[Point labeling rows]
-------------------------

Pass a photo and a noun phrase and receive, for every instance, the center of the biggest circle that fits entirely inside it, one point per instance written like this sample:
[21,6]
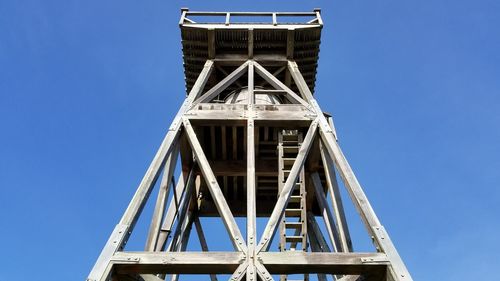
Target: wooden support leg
[215,191]
[203,241]
[162,198]
[327,215]
[119,237]
[338,207]
[398,270]
[285,194]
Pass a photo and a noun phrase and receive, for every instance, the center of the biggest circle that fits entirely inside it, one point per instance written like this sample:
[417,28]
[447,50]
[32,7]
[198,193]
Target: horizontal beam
[240,26]
[177,262]
[332,263]
[210,111]
[228,262]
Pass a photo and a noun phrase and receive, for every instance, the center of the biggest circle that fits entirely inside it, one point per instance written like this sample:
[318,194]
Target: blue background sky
[88,89]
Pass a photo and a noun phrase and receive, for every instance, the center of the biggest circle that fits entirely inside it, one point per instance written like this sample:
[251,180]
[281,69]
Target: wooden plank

-------------------------

#### [Goal]
Retype every one of the rows above word for word, leaving out the pictures.

#### [Exercise output]
Pass a photo and a noun phrase and receive, for every instance, the center of the biggest circle that fits entirely inside it, one point per instance written like this sample:
[21,6]
Target: wooden support leg
[215,191]
[203,241]
[162,198]
[327,215]
[119,237]
[338,207]
[398,270]
[285,194]
Pass a photo and a noun phrase and receive, for every instance, the center of the biggest circle that fits entirely inside it, one point per instance written like this sample:
[417,28]
[447,50]
[32,7]
[198,193]
Target: horizontal beam
[240,26]
[177,262]
[332,263]
[210,111]
[228,262]
Pass a photo and a noun phrase and receive, for every instance, the center of the biggest circle that fits entirely inside it, one point per instance written like this sample:
[318,194]
Target: blue background sky
[88,89]
Pass a photo and a noun phrase and receive, for every instance, the center of the biggest circle that fits entirely inside it, one point per instance written like this sample:
[251,180]
[281,69]
Target: wooden plank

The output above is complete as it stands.